━━━━━ Material for the task ━━━━━

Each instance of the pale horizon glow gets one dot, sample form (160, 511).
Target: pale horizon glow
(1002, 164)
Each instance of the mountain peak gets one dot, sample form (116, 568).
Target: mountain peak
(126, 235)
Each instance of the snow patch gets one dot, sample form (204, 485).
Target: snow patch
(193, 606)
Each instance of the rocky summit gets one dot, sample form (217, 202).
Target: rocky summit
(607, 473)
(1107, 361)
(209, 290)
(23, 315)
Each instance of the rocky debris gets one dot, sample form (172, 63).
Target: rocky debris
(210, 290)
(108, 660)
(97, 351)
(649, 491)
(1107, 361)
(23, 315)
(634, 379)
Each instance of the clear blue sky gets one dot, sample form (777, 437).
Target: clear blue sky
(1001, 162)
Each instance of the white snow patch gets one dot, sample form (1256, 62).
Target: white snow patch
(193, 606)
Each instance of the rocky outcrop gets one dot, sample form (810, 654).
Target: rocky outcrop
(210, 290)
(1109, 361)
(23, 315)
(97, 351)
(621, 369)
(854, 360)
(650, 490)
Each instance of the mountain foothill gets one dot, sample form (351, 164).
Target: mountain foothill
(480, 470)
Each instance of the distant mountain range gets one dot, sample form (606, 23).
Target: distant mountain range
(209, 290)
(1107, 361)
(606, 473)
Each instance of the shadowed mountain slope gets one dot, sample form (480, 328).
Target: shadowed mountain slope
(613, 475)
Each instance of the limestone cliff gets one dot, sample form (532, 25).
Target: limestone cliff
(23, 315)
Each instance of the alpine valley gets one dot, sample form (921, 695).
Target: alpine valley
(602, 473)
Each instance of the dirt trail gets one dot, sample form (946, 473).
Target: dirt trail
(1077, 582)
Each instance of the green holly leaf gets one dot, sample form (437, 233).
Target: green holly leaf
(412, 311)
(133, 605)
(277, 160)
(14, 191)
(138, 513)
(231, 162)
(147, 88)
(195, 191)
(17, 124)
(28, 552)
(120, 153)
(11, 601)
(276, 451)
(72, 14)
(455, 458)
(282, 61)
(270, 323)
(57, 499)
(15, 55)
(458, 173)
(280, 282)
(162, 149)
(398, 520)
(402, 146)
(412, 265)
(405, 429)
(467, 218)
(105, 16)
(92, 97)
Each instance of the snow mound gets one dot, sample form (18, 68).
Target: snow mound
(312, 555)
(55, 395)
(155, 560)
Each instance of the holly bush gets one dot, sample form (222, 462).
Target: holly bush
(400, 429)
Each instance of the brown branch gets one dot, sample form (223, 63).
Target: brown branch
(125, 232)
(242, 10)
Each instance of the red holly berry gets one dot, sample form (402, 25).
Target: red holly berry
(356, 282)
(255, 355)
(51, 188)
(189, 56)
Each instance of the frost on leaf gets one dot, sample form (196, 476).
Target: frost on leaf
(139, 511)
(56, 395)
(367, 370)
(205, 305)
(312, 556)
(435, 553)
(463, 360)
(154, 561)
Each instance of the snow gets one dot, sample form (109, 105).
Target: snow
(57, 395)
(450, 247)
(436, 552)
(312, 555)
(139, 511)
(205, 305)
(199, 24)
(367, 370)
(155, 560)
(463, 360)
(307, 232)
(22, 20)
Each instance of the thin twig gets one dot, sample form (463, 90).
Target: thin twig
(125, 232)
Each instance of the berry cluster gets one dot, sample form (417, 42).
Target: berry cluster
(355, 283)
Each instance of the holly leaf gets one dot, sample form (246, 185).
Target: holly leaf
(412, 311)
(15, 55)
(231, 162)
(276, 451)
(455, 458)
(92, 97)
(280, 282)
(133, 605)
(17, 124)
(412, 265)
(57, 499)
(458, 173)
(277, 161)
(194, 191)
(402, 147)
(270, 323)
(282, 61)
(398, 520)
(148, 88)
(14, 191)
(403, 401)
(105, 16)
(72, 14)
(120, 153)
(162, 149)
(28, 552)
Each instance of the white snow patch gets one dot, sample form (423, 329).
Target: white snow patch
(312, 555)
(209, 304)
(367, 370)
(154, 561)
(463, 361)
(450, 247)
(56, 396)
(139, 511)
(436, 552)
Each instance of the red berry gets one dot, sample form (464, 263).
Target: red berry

━━━━━

* [Stated task]
Add 38 to every number in the answer coordinates of the part of the material that opens with the line containing "Each instance of the brown" and closes with the end of the material, then write out that whole part again with every other line unchanged.

* [Finished exercise]
Each instance of the brown branch gets one dot, sample form (223, 63).
Target: brown branch
(163, 270)
(280, 48)
Each instance of the red holly berry gets one dot, sample form (402, 25).
Target: red holly berry
(394, 320)
(293, 393)
(89, 226)
(227, 94)
Each instance of the frost on leaf gets one dot, sample form (196, 476).
Target: frost on leaf
(177, 549)
(94, 433)
(405, 408)
(243, 343)
(350, 594)
(473, 591)
(501, 398)
(192, 599)
Each instance of the snow gets one dot, sample form (109, 105).
Target: snow
(95, 433)
(488, 285)
(474, 590)
(350, 593)
(177, 549)
(243, 343)
(237, 62)
(405, 408)
(193, 598)
(501, 398)
(345, 270)
(60, 58)
Each instance of the thin twig gets one dot, sample form (463, 90).
Target: thin twig
(163, 270)
Each instance of the berry cluster gets one dot, sample form (417, 42).
Target: berry cluster
(393, 321)
Each instance of the holly leaf gets one dot, sample form (246, 185).
Target: holly leaf
(450, 349)
(53, 93)
(269, 200)
(314, 489)
(493, 496)
(130, 135)
(318, 320)
(171, 643)
(55, 162)
(450, 303)
(95, 537)
(496, 211)
(315, 199)
(232, 229)
(440, 185)
(308, 361)
(320, 99)
(436, 558)
(186, 126)
(52, 229)
(441, 439)
(143, 54)
(110, 52)
(158, 191)
(200, 187)
(66, 590)
Each instance of the white snow patch gets one dot, sample form (423, 329).
Target: white snow patch
(350, 593)
(247, 342)
(405, 408)
(192, 599)
(501, 399)
(488, 285)
(94, 434)
(177, 549)
(474, 590)
Each instance of the red berry gets one dot, sample form (464, 263).
Target: red berry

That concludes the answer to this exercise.